▶ _PROBLEM TO SOLVE_
Lay out the data as a numbered list from its first line through the line containing "0,248,241,500", including both ends. Omit blank lines and the pictures.

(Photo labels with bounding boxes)

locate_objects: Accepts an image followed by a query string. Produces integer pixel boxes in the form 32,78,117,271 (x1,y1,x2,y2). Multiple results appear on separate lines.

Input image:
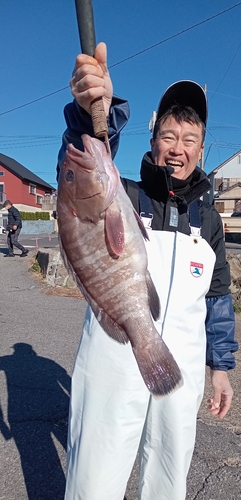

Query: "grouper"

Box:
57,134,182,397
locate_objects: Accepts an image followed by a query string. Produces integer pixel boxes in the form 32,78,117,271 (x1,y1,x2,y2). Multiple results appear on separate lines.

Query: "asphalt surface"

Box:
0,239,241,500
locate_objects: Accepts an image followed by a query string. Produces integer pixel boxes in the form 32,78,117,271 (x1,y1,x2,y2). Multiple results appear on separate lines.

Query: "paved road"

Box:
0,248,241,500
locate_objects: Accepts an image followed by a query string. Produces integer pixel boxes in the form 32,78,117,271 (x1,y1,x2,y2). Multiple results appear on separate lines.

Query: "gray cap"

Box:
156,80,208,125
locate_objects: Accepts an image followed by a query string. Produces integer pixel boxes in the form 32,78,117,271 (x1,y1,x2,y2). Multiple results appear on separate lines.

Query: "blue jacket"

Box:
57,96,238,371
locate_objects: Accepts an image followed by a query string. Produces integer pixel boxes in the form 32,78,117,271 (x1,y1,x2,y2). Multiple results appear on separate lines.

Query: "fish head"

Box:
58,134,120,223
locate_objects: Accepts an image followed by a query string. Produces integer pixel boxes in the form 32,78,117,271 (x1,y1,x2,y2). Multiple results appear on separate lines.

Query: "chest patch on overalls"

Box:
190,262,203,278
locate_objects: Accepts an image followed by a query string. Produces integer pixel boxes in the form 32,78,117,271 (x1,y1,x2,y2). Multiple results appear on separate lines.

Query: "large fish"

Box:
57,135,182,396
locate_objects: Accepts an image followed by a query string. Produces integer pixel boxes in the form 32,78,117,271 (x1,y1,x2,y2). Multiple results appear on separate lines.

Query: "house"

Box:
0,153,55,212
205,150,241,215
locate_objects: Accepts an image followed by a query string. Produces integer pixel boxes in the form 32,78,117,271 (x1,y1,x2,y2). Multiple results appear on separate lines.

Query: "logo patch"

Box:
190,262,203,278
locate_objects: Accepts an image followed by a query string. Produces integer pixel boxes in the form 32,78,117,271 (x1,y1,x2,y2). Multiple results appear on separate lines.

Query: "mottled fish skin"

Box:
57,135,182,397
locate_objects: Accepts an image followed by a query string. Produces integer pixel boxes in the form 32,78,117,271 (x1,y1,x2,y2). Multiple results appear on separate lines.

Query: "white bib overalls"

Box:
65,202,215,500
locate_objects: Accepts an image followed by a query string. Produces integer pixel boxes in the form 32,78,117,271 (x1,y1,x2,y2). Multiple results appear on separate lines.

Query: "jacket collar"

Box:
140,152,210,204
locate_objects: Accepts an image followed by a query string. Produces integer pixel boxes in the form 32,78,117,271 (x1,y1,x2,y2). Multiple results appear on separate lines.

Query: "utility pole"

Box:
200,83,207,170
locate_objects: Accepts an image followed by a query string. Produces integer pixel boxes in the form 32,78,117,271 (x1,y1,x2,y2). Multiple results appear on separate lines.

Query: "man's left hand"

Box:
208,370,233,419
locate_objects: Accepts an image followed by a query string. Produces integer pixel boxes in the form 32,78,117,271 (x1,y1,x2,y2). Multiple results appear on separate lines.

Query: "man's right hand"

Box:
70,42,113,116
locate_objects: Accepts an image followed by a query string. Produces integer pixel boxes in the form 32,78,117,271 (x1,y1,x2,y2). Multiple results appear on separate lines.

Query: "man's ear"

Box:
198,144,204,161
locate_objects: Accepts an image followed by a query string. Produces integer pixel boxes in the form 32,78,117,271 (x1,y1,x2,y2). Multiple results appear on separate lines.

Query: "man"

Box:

▶ _ANSWER IN FULL_
1. locate_objects: Accepts an image followed by a query string. Produces integer pixel boxes in the form 32,78,117,271 (x1,y1,x2,y2). Multiple results appear on separate lines.
2. Input image:
3. Query: "grouper"
4. Box:
5. 57,134,182,397
6. locate_objects: Accepts an image followed by a query string. Produces integer pixel boxes in the form 32,78,117,271 (x1,y1,x2,y2). Multiple results appear on separate lines.
7. Query: "asphalt surface"
8. Box:
9. 0,239,241,500
10. locate_objects: Accepts an image followed by a query string. Produces integer pixel boxes in the form 32,78,117,271 (x1,y1,x2,y2). Multiple results appear on separate lines.
11. Query: "paved road"
12. Box:
13. 0,248,241,500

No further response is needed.